Fragmentos del conjunto de datos de anotación de ubicaciones:
━━━━━━━━━━━━━━━━

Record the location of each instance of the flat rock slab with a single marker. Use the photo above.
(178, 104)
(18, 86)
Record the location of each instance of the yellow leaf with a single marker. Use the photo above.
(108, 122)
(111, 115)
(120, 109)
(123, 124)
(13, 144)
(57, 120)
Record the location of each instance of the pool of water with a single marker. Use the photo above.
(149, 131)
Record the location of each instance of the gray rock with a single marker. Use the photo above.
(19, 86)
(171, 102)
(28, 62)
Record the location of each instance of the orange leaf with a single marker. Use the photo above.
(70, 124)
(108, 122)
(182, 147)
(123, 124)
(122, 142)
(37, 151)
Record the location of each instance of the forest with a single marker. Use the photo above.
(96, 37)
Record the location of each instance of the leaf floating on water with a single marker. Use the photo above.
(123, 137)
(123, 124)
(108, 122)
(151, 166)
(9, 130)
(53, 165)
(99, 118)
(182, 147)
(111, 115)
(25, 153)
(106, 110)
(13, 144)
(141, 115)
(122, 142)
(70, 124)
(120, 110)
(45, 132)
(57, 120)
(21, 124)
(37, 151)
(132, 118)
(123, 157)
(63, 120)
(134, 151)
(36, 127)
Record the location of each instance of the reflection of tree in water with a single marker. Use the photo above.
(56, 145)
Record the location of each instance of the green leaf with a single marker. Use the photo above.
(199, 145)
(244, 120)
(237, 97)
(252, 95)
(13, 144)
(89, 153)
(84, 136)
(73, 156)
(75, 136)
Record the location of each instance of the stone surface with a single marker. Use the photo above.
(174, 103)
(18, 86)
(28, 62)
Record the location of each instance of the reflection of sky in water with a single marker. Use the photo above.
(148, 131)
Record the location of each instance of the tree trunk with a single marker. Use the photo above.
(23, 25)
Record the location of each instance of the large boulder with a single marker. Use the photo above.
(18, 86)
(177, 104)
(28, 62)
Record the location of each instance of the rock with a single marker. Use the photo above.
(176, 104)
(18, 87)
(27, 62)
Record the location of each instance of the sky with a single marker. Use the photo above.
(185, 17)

━━━━━━━━━━━━━━━━

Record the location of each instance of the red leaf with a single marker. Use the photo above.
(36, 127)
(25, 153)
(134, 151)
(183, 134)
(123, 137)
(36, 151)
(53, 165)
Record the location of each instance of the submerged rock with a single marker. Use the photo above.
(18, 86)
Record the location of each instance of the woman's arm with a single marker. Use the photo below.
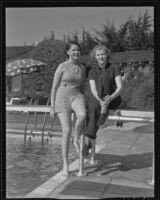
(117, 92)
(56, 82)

━━━━━━━━━━━━━━━━

→ ENUNCIADO: ¿Qué líneas de las entradas contienen la palabra "leaf"? Extráelas todas.

→ RESULTADO DEL EJERCICIO:
Record the location of each instance of the yellow leaf with a single marker. Use the photo above.
Record the location of each instance of the orange leaf with a single marker. Use the photo above.
Record the location of each instance of the leaf floating on water with a single marker. Use the photo above.
Record the location of each instance of the green leaf with a single marker. Use the photo above.
Record the location of each instance of the red leaf with a single marker. Use the photo above.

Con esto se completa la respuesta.